**Required task**
Copy out the rows below, switching each "this photo" to "this image" and leaving every other word and point unchanged. Omit the pictures from your copy.

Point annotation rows
** begin **

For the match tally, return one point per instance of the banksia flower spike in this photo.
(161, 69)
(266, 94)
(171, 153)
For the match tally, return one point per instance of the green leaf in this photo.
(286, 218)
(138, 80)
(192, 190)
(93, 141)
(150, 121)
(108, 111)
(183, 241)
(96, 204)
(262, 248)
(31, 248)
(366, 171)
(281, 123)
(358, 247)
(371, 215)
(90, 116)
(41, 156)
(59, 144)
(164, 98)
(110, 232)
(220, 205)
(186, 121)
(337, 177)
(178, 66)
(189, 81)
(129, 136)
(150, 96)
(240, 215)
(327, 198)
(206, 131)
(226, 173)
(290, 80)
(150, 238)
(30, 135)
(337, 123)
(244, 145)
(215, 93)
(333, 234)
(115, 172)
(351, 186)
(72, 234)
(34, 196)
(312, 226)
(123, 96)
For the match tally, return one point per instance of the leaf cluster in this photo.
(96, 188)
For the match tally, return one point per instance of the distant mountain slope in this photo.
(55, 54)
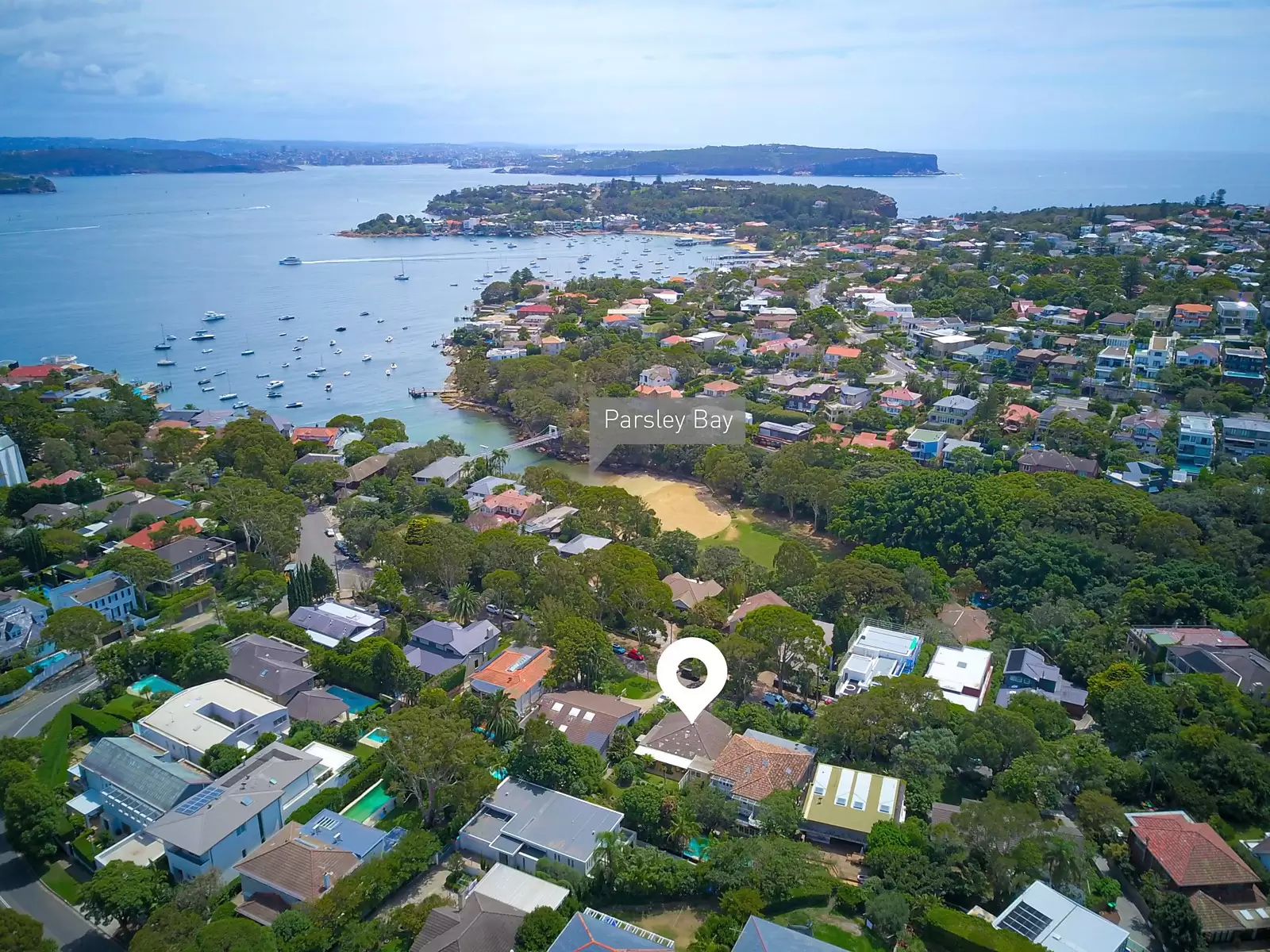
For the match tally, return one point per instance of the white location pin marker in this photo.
(691, 701)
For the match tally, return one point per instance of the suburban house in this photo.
(272, 666)
(437, 647)
(895, 400)
(110, 593)
(329, 622)
(753, 765)
(196, 560)
(302, 862)
(876, 653)
(129, 784)
(844, 805)
(1060, 924)
(658, 376)
(952, 412)
(1194, 860)
(685, 749)
(686, 593)
(521, 823)
(222, 823)
(1245, 436)
(1029, 670)
(1195, 442)
(216, 712)
(448, 469)
(757, 601)
(963, 673)
(518, 672)
(586, 717)
(1053, 461)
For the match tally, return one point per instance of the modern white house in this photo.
(216, 712)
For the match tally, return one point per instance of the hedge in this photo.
(95, 721)
(958, 932)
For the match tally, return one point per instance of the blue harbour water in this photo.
(110, 266)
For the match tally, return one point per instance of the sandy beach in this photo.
(679, 505)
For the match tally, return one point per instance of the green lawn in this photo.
(63, 881)
(749, 537)
(633, 687)
(55, 753)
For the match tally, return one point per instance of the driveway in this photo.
(19, 888)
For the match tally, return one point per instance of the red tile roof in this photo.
(1191, 854)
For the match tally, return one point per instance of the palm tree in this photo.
(501, 719)
(613, 850)
(464, 602)
(683, 829)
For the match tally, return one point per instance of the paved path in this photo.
(19, 888)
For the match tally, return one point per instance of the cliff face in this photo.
(25, 184)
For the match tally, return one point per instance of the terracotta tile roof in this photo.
(1191, 854)
(520, 681)
(296, 863)
(757, 768)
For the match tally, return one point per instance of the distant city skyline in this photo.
(1160, 75)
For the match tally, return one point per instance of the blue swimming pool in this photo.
(156, 685)
(356, 702)
(46, 663)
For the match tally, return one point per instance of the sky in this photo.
(920, 75)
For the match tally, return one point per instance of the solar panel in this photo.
(1026, 920)
(200, 800)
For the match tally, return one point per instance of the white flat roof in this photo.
(181, 716)
(520, 890)
(956, 670)
(332, 758)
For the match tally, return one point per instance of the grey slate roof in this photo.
(270, 666)
(141, 770)
(484, 924)
(315, 704)
(247, 790)
(548, 819)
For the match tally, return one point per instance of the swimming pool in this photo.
(372, 805)
(356, 702)
(156, 685)
(46, 663)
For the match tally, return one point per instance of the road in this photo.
(19, 888)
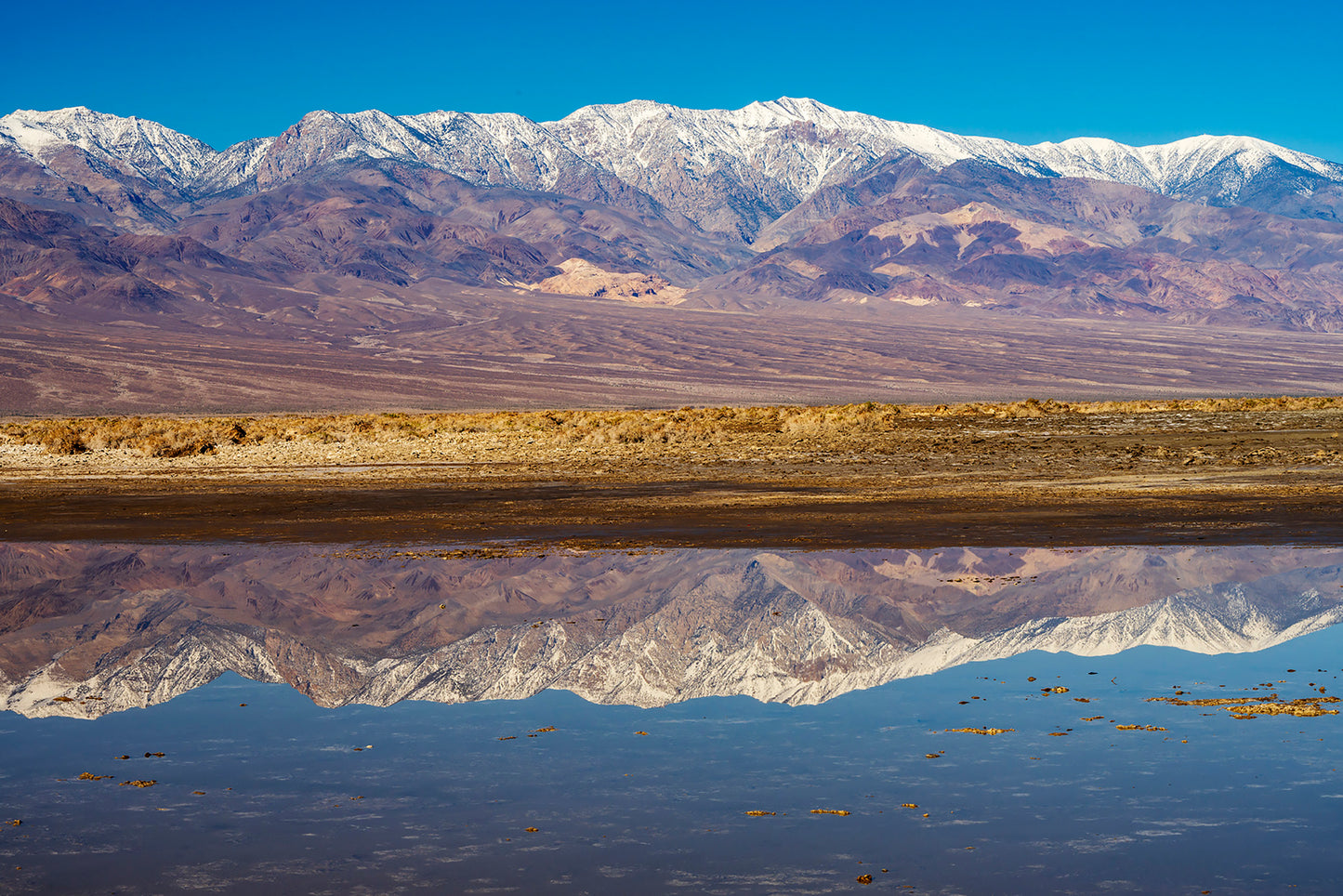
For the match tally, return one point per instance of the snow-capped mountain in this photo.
(762, 159)
(787, 627)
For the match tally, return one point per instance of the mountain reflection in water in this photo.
(86, 630)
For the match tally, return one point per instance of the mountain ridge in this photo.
(509, 150)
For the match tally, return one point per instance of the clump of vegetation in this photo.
(836, 425)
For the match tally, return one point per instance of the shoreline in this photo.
(1028, 473)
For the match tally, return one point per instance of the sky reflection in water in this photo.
(442, 802)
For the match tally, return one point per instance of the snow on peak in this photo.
(782, 148)
(142, 147)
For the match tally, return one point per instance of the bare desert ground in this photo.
(1227, 470)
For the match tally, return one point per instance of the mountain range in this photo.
(375, 241)
(94, 629)
(779, 199)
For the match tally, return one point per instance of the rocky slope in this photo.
(779, 201)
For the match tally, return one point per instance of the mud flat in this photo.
(1029, 473)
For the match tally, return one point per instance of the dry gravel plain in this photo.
(1025, 473)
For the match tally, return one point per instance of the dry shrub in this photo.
(558, 428)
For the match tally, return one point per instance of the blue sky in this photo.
(1138, 72)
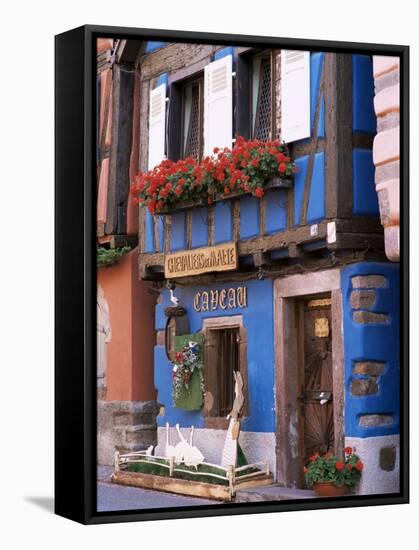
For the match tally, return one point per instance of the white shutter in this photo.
(157, 126)
(218, 110)
(295, 95)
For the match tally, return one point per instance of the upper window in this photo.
(192, 119)
(261, 123)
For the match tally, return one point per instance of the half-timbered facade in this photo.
(292, 289)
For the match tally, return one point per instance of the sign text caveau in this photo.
(221, 257)
(226, 298)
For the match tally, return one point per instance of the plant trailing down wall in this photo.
(107, 257)
(187, 372)
(246, 168)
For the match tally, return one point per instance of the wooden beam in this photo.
(118, 187)
(338, 126)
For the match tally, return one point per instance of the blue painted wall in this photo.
(178, 231)
(299, 180)
(373, 342)
(363, 116)
(276, 210)
(149, 232)
(365, 198)
(258, 321)
(199, 227)
(223, 222)
(249, 217)
(316, 203)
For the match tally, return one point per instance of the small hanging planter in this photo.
(187, 373)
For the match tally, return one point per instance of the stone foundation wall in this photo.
(381, 458)
(124, 426)
(386, 149)
(257, 446)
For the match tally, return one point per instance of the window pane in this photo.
(191, 141)
(261, 88)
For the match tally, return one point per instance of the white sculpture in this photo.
(186, 453)
(169, 450)
(229, 456)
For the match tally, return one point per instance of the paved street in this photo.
(112, 497)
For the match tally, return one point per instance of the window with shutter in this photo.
(261, 98)
(157, 126)
(192, 126)
(218, 108)
(295, 95)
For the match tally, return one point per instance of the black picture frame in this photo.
(75, 269)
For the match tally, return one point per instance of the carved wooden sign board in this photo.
(222, 257)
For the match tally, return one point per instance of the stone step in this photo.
(272, 493)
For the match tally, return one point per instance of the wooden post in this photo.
(230, 475)
(116, 460)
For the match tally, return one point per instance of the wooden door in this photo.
(316, 396)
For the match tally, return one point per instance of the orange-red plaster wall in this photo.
(129, 369)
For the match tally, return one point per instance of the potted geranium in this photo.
(333, 476)
(249, 167)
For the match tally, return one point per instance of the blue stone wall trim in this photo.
(258, 321)
(373, 342)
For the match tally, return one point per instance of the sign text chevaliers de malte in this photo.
(222, 257)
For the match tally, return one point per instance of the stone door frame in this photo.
(287, 291)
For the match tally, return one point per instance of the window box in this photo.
(274, 183)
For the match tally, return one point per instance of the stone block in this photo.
(390, 120)
(369, 317)
(362, 299)
(386, 146)
(392, 242)
(388, 458)
(384, 63)
(387, 100)
(389, 202)
(369, 368)
(386, 80)
(387, 171)
(369, 281)
(375, 420)
(361, 387)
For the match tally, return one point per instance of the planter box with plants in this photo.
(249, 167)
(331, 476)
(205, 480)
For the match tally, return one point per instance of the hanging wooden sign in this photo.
(222, 257)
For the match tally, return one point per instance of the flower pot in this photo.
(329, 489)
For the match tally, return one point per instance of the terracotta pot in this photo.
(329, 489)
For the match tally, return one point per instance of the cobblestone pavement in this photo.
(111, 498)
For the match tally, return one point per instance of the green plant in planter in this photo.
(246, 168)
(107, 257)
(328, 467)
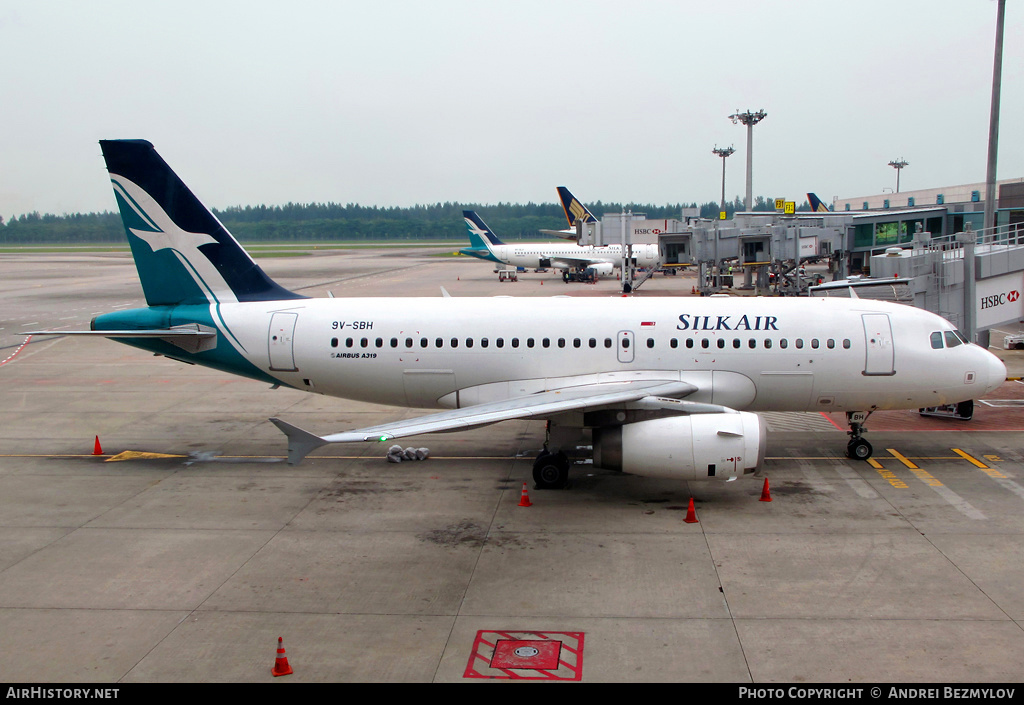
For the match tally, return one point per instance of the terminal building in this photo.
(927, 248)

** end **

**Task solution**
For the match tally, return one point per instance of the banksia flower spike in this image.
(161, 69)
(266, 94)
(171, 153)
For the match tally, return one point per instance of the green leaf in this image.
(286, 218)
(138, 80)
(192, 190)
(93, 141)
(150, 121)
(108, 111)
(183, 241)
(96, 204)
(262, 248)
(31, 248)
(366, 171)
(281, 123)
(358, 247)
(371, 215)
(90, 116)
(41, 156)
(59, 144)
(164, 98)
(110, 232)
(220, 205)
(186, 121)
(337, 177)
(178, 66)
(189, 81)
(129, 136)
(150, 96)
(240, 215)
(327, 198)
(206, 131)
(226, 173)
(290, 80)
(150, 238)
(30, 135)
(337, 123)
(244, 145)
(215, 93)
(333, 234)
(115, 172)
(351, 186)
(72, 234)
(34, 196)
(312, 226)
(123, 96)
For the match tally, return one point per instance of the leaf cluster in this image.
(96, 188)
For the match tally, return one point per instance of the distant mountain slope in this image.
(55, 54)
For the match tally, return one point per instance of the white location pin marker in this image.
(691, 701)
For the match tally, return one point per instance of the suburban house in this image.
(272, 666)
(437, 647)
(895, 400)
(110, 593)
(329, 622)
(753, 765)
(196, 560)
(302, 862)
(876, 653)
(129, 784)
(844, 805)
(1060, 924)
(658, 376)
(952, 412)
(1194, 860)
(685, 749)
(686, 593)
(521, 823)
(222, 823)
(1245, 436)
(1029, 670)
(1195, 442)
(216, 712)
(448, 469)
(757, 601)
(963, 673)
(518, 672)
(586, 717)
(1053, 461)
For the match tally, return one point per instance of the modern white house in this image.
(216, 712)
For the match tally, return one point per instance of the hedge in this image.
(95, 721)
(958, 932)
For the match tally, return one point per instance of the blue harbour water in this image.
(110, 266)
For the match tally, return one point per instance of the sandy beach in this image.
(679, 505)
For the match tally, return one point per instance of the green lawn in this image.
(63, 881)
(749, 537)
(633, 687)
(55, 753)
For the match tally, return one point per instance of the driveway in this image.
(19, 888)
For the match tally, return one point per instance of the red tile roof in this image.
(1191, 854)
For the match tally, return one point per instance of the palm tree in this image.
(501, 719)
(613, 850)
(464, 602)
(683, 829)
For the match tally, return one point per instance of the paved path in this image.
(19, 888)
For the match tally, return one point per instance of the cliff face in this image.
(25, 184)
For the match tally, return one point per instance of the terracotta tile roof in this image.
(1191, 854)
(520, 681)
(296, 863)
(757, 768)
For the match tally, return one point per instance of the distant city skyline in this image.
(1160, 75)
For the match tally, return one point per instance of the blue swimming pool in this image.
(156, 685)
(356, 702)
(46, 663)
For the match tally, return one point per instance of the sky in this image.
(920, 75)
For the match tally, return one point per instance of the solar panel in this image.
(1026, 920)
(200, 800)
For the match tally, return one point per instance of the white flat roof in this image.
(181, 716)
(520, 890)
(956, 670)
(332, 758)
For the match tally, return one point per instance of the grey slate roof in this image.
(270, 666)
(141, 770)
(484, 924)
(315, 704)
(247, 790)
(548, 819)
For the match tally, return one point per instance of the swimming pool in this image.
(372, 805)
(356, 702)
(156, 685)
(46, 663)
For the match tally, return one point per instance of the road in this image.
(19, 888)
For the match tally, return one point per instance of the snow-capped mountain in this image.
(762, 159)
(787, 627)
For the match tally, return one point per instance of the mountain reflection in water in this image.
(86, 630)
For the match tally, return one point per instance of the mountain ridge in this image.
(509, 150)
For the match tally, return one point per instance of the clump of vegetation in this image.
(836, 425)
For the match tally, return one point per instance of the shoreline in this image.
(1028, 473)
For the match tally, return one point per instance of the sky reflection in water in this image.
(442, 802)
For the match tally, return one point per instance of the snow on peak in this image.
(782, 148)
(142, 147)
For the match tally, return one point per instance of the bare desert ground in this image.
(1227, 470)
For the match tally, return one point per instance of the mountain range in this image.
(375, 241)
(94, 629)
(779, 199)
For the match tally, return one point per instance of the rocky slope in this image.
(779, 201)
For the match tally, return one point per instance of the mud flat in this image.
(1029, 473)
For the match tally, return one point per instance of the dry gravel plain in this image.
(1025, 473)
For the match tally, return one point per instance of the dry shrub in this image.
(558, 428)
For the match tally, return one point per instance of the blue sky in this image.
(1138, 72)
For the match tally, return one point per instance of the white shutter in this image.
(157, 126)
(218, 110)
(295, 95)
For the match tally, return one point per instance of the upper window in this image.
(192, 119)
(261, 123)
For the match tally, return one point per instance of the half-timbered facade in this image.
(292, 289)
For the match tally, return one point per instance of the sign text caveau in this image.
(221, 257)
(226, 298)
For the match tally, return one point per instance of the plant trailing down wall in this image.
(107, 257)
(187, 372)
(246, 168)
For the match tally, return one point per instance of the wooden beam in this image.
(118, 187)
(338, 126)
For the match tally, return one point per instance of the blue painted wall in this image.
(178, 231)
(299, 180)
(373, 342)
(363, 116)
(276, 210)
(149, 232)
(365, 198)
(258, 321)
(199, 227)
(223, 222)
(249, 217)
(316, 203)
For the match tally, return one point per instance of the small hanging planter in this image.
(187, 373)
For the match tally, return one point per instance of the stone foundation wall in this image.
(381, 458)
(124, 426)
(386, 149)
(257, 446)
For the match tally, return one point per instance of the window pane in this image.
(191, 141)
(261, 88)
For the match tally, return one point per instance of the white sculpture in this image.
(186, 453)
(169, 450)
(229, 456)
For the match tally, return one point per instance of the paved street in this image.
(112, 497)
For the match tally, return one point per instance of the window with shutter in this image.
(261, 98)
(157, 126)
(192, 126)
(218, 108)
(295, 95)
For the match tally, return one point per instance of the black picture frame in this image.
(75, 269)
For the match tally, return one point per instance of the carved wooden sign board in this image.
(222, 257)
For the match tally, return one point per instance of the stone step in this image.
(272, 493)
For the match tally, return one point per instance of the wooden post in this image.
(230, 475)
(116, 460)
For the match tally, return one point per instance of the wooden door in this image.
(316, 396)
For the match tally, return one point per instance of the orange-red plaster wall in this image.
(129, 369)
For the match tally, return one point per instance of the potted geranium in this image.
(333, 476)
(249, 167)
For the match tally, return one point per instance of the blue stone wall trim in this image.
(258, 321)
(373, 342)
For the match tally, return one point per instance of the sign text chevaliers de malte in this image.
(222, 257)
For the match tally, return one point per instance of the stone door frame in this image.
(287, 291)
For the match tally, return one point per instance of the window box in this image.
(274, 183)
For the match tally, return one point per instance of the stone block in this image.
(390, 120)
(369, 317)
(362, 299)
(386, 146)
(392, 242)
(388, 458)
(384, 63)
(387, 100)
(389, 202)
(369, 368)
(386, 80)
(387, 171)
(369, 281)
(375, 420)
(361, 387)
For the match tally, return one point per instance of the planter box with plants in this image.
(249, 167)
(331, 476)
(205, 480)
For the match tally, return one point per instance of the hanging wooden sign in this image.
(222, 257)
For the match tally, return one point per instance of the flower pot in this image.
(329, 489)
For the match tally, return one point per instance of the terracotta pot in this image.
(329, 489)
For the match tally, return one point per instance of the cobblestone pavement in this image.
(111, 498)
For the match tally, return one point per instance of the green plant in planter in this image.
(246, 168)
(107, 257)
(328, 467)
For the match tally, return one point per instance of the terminal building in this image.
(927, 248)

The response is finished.